▶ **DATA EXCERPTS**
-*-*-

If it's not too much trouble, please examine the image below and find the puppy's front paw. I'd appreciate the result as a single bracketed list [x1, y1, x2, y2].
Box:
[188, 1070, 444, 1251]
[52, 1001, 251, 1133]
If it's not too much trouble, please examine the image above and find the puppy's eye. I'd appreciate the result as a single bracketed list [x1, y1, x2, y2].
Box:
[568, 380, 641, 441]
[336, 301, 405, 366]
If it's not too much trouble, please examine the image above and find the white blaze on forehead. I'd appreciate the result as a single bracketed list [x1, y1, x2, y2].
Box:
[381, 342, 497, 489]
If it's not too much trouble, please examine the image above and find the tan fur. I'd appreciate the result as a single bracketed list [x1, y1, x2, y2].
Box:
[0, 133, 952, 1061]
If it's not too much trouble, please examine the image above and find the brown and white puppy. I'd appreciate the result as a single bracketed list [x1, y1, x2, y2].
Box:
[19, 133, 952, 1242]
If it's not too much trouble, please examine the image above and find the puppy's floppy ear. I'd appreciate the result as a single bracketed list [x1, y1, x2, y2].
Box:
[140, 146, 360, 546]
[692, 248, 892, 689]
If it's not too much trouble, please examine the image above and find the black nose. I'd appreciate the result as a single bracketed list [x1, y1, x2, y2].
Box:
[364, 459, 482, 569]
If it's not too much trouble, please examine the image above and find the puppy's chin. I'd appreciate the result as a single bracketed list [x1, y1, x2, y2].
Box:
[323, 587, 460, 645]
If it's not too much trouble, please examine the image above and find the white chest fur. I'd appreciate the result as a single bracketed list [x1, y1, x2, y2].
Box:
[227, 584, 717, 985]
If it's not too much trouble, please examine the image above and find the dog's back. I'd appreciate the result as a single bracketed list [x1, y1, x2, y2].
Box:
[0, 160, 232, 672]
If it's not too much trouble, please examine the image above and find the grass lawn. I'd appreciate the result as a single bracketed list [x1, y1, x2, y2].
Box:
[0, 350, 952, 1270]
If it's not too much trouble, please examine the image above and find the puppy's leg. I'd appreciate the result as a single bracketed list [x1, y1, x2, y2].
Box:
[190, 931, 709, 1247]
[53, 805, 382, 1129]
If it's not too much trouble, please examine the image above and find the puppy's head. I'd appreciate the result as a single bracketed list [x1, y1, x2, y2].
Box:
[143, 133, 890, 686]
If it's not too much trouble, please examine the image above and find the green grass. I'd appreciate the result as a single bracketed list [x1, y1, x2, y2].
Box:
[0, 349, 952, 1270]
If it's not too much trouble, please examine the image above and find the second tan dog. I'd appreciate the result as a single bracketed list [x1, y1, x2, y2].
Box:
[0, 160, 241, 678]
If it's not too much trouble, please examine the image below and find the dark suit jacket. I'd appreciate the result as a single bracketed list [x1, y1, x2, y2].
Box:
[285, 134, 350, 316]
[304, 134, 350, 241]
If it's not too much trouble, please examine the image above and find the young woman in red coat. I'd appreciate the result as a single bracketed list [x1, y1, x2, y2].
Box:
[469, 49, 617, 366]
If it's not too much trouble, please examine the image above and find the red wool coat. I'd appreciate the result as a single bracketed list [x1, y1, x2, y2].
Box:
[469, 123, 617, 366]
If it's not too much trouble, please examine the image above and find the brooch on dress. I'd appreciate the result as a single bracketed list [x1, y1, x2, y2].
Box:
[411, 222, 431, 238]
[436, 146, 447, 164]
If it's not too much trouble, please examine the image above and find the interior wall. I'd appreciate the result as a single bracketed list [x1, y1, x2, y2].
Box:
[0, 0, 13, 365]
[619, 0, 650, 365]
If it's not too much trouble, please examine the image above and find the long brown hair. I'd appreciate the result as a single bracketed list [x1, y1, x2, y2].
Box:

-*-*-

▶ **WRITTEN PROBLEM**
Render the listing above, from its first line through the line containing "[381, 342, 497, 489]", as a JSON list of strings with one string per line and any blank lines omitted.

▶ **FINISHED TASK**
[
  "If it's not too much trouble, please examine the image below and find the puppy's front paw. I'd appreciate the result as a single bracketed list [x1, y1, x2, y2].",
  "Box:",
  "[188, 1070, 444, 1251]",
  "[52, 1001, 251, 1133]",
  "If it's not too much trouble, please examine the image above and find the puppy's eye. I'd appreciate the result as a single bracketed list [x1, y1, x2, y2].",
  "Box:",
  "[568, 380, 641, 441]",
  "[336, 301, 405, 366]",
  "If it's not too much trouble, please examine the image above and find the white blaze on forehead. I'd appreciate the result as a single bracketed list [x1, y1, x2, y2].",
  "Box:",
  "[381, 342, 497, 489]"
]